» Goal:
Return every line in the rows below that contains the word "silverado".

» Records for the task:
++++++++++++++++++++

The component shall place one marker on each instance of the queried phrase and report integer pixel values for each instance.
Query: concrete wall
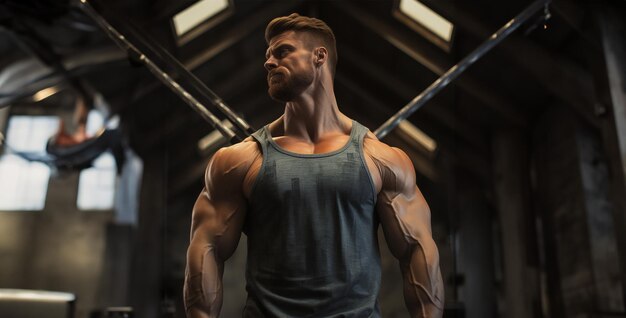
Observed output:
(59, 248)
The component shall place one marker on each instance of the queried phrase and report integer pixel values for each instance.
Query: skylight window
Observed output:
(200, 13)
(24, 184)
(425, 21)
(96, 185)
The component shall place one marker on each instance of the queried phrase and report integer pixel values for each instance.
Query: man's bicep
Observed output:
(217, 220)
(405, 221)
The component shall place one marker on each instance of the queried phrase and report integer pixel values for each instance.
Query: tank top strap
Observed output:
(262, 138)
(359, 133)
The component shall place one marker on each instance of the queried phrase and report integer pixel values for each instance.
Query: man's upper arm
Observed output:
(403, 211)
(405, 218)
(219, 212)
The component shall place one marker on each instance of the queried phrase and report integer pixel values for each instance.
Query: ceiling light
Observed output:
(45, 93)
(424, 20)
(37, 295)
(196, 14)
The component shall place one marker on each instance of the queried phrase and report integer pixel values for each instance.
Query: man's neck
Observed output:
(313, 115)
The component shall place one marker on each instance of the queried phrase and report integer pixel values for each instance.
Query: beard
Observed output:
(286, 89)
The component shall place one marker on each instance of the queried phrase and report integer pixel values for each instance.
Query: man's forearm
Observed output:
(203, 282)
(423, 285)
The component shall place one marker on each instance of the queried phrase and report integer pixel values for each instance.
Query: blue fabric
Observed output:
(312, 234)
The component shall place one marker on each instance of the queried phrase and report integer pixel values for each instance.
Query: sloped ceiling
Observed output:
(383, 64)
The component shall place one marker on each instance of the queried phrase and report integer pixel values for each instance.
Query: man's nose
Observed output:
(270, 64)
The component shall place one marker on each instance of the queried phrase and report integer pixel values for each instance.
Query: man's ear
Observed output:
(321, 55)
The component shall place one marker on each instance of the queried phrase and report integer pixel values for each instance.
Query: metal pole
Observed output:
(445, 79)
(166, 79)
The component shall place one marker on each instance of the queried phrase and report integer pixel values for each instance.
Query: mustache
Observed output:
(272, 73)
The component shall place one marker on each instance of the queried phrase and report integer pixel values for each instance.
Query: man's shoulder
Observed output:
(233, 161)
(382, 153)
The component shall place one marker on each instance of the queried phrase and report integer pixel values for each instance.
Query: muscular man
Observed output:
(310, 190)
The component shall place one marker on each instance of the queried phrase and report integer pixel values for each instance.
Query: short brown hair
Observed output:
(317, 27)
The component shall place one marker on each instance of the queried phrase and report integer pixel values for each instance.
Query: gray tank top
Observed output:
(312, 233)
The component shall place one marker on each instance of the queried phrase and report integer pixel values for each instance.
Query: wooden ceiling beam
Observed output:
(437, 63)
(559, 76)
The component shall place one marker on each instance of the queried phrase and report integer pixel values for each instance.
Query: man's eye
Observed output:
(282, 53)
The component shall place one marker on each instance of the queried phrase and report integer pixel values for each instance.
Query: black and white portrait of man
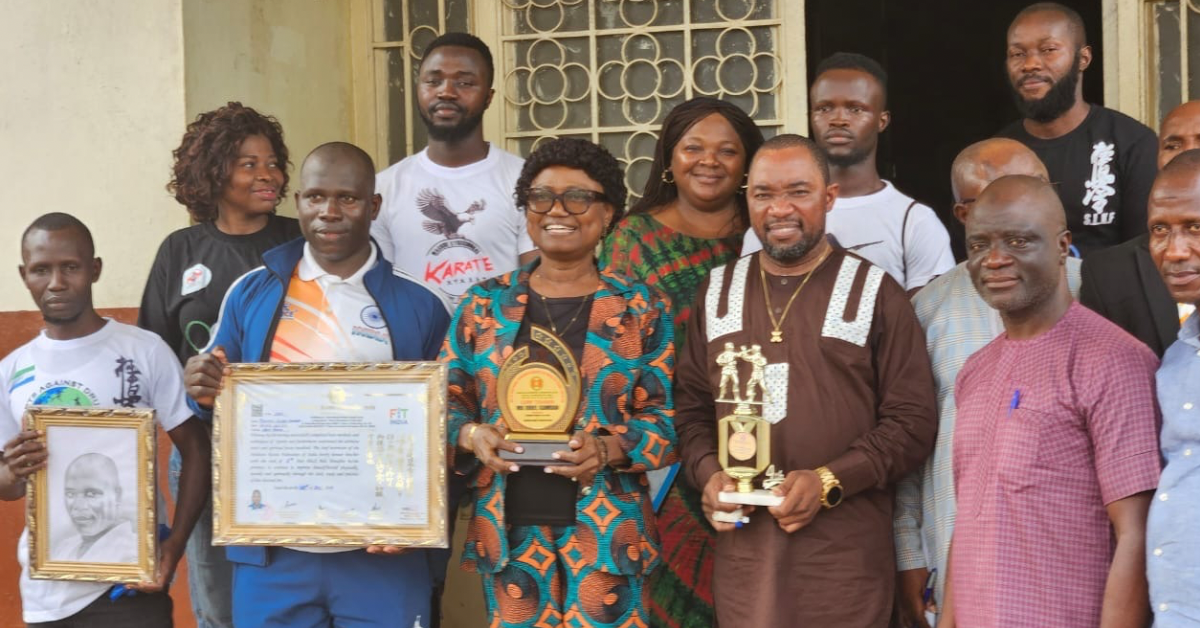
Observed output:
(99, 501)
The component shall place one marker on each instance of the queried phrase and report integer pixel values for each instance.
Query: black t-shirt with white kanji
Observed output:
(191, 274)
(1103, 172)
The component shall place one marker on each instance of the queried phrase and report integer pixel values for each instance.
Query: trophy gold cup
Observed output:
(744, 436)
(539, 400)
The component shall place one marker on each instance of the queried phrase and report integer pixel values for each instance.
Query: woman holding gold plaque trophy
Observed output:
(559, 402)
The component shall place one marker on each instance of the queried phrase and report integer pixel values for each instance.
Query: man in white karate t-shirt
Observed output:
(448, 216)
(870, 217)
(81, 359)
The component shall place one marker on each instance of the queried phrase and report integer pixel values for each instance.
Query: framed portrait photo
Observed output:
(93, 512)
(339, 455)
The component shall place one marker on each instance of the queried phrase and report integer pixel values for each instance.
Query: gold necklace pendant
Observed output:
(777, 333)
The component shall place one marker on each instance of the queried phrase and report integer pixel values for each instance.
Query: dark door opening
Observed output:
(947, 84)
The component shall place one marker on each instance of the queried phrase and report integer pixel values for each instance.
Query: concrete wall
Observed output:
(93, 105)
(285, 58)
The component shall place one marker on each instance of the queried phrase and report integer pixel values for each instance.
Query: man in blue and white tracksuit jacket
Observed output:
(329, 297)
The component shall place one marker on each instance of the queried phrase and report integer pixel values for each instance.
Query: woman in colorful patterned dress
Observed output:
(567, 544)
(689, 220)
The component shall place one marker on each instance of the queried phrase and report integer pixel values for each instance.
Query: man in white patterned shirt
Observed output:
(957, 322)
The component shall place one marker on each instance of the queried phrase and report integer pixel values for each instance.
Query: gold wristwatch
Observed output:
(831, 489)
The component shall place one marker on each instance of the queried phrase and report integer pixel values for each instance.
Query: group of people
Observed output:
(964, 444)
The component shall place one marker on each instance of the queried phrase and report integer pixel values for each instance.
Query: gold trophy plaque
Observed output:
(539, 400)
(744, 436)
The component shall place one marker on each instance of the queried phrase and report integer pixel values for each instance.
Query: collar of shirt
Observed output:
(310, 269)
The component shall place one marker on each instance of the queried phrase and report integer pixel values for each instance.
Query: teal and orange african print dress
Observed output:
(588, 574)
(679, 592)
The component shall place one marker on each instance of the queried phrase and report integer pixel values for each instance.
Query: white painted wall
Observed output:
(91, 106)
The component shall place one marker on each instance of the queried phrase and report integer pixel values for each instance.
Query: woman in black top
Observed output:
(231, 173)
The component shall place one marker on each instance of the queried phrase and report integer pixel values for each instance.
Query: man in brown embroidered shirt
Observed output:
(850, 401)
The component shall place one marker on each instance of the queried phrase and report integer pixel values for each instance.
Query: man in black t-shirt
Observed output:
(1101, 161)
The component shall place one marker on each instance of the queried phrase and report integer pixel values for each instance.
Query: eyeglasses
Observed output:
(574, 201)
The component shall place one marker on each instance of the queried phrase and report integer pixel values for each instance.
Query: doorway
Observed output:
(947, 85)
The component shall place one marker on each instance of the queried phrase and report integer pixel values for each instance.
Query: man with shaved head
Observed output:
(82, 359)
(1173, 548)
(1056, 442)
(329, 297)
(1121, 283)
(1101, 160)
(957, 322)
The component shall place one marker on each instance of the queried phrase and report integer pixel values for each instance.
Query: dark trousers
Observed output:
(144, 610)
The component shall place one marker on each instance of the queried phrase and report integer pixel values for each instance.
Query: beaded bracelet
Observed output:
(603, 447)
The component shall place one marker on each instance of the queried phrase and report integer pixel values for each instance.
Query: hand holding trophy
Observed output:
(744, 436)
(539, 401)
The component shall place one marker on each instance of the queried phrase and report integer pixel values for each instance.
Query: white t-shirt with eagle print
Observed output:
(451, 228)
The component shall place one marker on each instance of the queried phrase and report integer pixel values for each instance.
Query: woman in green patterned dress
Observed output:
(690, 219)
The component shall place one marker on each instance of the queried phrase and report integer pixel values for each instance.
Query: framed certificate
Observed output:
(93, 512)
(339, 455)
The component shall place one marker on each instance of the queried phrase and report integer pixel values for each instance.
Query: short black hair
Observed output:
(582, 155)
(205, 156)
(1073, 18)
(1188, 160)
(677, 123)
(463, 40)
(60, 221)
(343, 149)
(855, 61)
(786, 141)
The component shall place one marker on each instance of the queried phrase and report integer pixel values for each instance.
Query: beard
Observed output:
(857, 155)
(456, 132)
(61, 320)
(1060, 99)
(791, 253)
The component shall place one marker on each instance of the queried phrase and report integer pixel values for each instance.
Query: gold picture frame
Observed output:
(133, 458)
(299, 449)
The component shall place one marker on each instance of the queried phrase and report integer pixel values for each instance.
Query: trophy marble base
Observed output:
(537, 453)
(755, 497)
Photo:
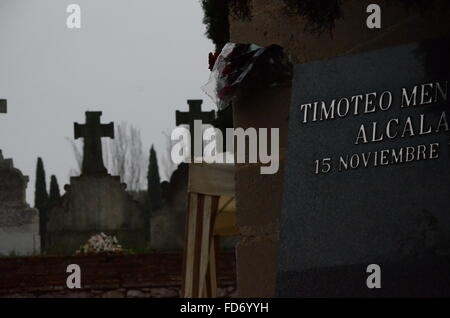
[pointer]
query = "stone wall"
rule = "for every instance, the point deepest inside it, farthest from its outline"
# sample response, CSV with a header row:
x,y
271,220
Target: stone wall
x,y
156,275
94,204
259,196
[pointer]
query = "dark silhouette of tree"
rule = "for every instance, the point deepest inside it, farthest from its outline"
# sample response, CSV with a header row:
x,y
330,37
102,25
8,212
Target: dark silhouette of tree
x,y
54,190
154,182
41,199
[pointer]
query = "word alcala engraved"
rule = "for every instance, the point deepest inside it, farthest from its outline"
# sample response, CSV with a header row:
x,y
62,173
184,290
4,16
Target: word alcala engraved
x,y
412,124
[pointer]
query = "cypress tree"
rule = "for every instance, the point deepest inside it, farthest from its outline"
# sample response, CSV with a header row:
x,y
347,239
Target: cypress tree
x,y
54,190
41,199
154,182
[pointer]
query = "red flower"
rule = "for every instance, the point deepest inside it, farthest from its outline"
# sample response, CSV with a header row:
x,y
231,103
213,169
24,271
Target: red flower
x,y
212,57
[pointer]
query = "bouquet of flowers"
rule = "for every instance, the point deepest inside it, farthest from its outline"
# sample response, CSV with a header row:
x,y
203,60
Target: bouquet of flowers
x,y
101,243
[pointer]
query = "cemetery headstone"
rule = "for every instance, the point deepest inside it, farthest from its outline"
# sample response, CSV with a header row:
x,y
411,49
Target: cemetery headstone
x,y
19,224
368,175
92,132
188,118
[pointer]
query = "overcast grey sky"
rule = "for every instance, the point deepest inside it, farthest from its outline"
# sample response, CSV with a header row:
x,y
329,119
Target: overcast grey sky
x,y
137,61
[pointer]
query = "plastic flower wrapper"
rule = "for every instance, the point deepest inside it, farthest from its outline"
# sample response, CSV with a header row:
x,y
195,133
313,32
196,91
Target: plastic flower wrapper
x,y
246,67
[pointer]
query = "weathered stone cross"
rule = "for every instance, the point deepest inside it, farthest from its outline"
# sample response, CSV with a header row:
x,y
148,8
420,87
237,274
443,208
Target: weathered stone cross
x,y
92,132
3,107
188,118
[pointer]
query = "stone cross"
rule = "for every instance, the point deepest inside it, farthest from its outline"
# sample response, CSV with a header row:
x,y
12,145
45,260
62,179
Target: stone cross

++++++++++++++++++++

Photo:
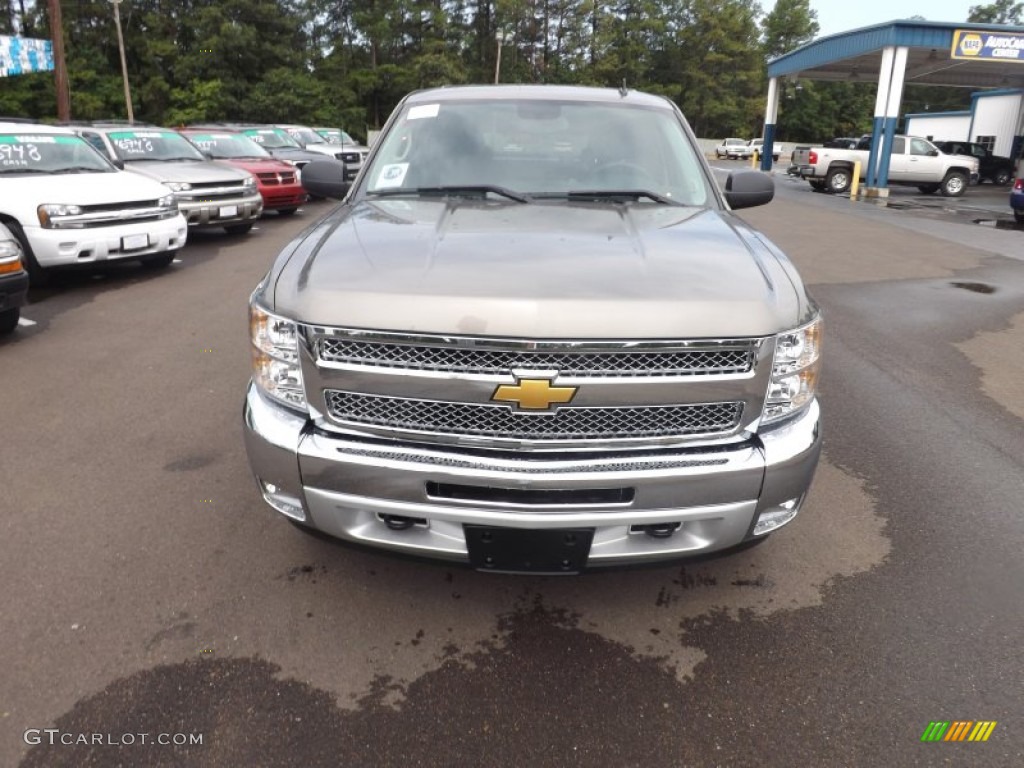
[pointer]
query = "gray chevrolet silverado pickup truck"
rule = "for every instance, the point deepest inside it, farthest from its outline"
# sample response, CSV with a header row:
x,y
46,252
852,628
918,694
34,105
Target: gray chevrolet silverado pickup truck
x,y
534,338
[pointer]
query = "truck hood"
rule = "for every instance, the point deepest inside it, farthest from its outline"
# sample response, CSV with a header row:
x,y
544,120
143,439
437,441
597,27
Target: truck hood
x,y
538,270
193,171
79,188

++++++++++++++++++++

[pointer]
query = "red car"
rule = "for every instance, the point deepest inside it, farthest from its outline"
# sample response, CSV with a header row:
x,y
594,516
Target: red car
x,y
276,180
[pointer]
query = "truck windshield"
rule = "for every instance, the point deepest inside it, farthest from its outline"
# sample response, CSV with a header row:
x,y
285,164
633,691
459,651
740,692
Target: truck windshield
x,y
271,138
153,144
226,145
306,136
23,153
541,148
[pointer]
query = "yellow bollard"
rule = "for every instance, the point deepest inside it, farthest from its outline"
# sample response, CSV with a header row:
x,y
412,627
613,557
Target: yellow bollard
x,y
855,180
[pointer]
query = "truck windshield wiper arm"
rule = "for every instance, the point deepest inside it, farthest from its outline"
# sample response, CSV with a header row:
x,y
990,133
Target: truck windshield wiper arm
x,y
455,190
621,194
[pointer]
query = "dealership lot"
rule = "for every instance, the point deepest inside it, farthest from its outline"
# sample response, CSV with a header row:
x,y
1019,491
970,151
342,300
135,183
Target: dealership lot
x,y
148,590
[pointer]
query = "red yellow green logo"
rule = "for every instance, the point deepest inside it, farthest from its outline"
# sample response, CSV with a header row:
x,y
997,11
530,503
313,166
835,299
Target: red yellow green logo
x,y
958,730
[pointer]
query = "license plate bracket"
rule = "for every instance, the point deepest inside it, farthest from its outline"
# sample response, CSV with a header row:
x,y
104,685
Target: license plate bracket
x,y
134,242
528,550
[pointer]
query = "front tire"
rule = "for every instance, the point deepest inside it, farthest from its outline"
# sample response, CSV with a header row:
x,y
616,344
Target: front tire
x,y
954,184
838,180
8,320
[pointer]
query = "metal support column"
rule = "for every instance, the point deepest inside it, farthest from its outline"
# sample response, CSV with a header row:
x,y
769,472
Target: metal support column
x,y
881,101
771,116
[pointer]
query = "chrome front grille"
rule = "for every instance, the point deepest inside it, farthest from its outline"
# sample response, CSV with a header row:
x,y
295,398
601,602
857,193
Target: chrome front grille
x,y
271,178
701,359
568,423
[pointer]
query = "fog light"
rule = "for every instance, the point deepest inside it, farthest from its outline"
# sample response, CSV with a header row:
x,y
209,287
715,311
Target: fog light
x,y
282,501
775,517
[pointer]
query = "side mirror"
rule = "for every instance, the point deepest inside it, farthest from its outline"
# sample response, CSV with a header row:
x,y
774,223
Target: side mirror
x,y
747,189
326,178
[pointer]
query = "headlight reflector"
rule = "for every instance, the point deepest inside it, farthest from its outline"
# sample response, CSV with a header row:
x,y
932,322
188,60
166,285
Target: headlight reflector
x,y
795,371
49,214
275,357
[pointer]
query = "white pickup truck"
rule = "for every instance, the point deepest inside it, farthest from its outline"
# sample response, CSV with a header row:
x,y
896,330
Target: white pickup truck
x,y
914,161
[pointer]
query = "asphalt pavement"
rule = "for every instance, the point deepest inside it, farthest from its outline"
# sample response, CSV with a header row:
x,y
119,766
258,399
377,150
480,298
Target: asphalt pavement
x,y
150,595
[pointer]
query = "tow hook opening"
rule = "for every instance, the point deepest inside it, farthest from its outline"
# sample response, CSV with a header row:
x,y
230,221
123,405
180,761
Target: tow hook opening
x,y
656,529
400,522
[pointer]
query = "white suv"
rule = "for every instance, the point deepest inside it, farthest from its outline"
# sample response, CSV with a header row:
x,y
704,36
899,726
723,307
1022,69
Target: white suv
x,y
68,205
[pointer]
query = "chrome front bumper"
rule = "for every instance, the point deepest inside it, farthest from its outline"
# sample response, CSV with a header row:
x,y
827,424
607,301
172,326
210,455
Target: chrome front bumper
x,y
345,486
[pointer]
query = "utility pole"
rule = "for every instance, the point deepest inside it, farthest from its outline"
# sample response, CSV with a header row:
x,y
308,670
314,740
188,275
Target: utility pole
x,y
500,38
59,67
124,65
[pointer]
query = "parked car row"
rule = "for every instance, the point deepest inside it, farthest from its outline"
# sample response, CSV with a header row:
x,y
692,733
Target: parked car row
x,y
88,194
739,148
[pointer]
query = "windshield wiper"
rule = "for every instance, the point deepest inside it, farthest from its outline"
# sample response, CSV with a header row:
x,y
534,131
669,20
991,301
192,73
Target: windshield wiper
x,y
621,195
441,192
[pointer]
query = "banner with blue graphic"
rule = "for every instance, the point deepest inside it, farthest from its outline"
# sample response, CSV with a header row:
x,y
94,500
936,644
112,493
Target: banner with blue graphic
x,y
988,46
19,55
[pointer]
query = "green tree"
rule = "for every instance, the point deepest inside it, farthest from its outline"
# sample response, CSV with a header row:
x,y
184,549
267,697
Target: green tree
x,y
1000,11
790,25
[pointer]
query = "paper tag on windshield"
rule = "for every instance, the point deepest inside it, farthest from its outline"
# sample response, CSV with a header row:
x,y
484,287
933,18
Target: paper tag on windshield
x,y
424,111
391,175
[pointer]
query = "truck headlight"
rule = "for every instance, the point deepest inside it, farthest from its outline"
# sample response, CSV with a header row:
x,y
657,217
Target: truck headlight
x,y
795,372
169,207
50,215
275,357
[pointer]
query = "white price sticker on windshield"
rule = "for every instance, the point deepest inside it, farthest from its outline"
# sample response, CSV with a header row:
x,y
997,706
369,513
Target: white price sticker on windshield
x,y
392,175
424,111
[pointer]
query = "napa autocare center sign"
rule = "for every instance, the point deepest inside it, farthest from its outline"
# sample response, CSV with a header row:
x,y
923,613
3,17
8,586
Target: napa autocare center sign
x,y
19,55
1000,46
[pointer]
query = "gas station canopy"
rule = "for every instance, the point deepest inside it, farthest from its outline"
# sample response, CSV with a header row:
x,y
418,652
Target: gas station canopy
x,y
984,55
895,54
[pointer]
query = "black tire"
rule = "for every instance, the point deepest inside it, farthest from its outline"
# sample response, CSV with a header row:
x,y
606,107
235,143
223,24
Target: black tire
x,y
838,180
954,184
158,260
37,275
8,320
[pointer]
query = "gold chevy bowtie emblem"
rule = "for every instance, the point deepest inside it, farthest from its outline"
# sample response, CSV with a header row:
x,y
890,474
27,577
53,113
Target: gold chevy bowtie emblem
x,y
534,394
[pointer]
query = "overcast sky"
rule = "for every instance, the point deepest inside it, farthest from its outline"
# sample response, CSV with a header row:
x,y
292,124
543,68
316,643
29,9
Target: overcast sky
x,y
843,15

++++++++++++++++++++

» Written solution:
query = "gray chevrolet silverado pickup truck"
Target: gray chevrolet silverado pickup truck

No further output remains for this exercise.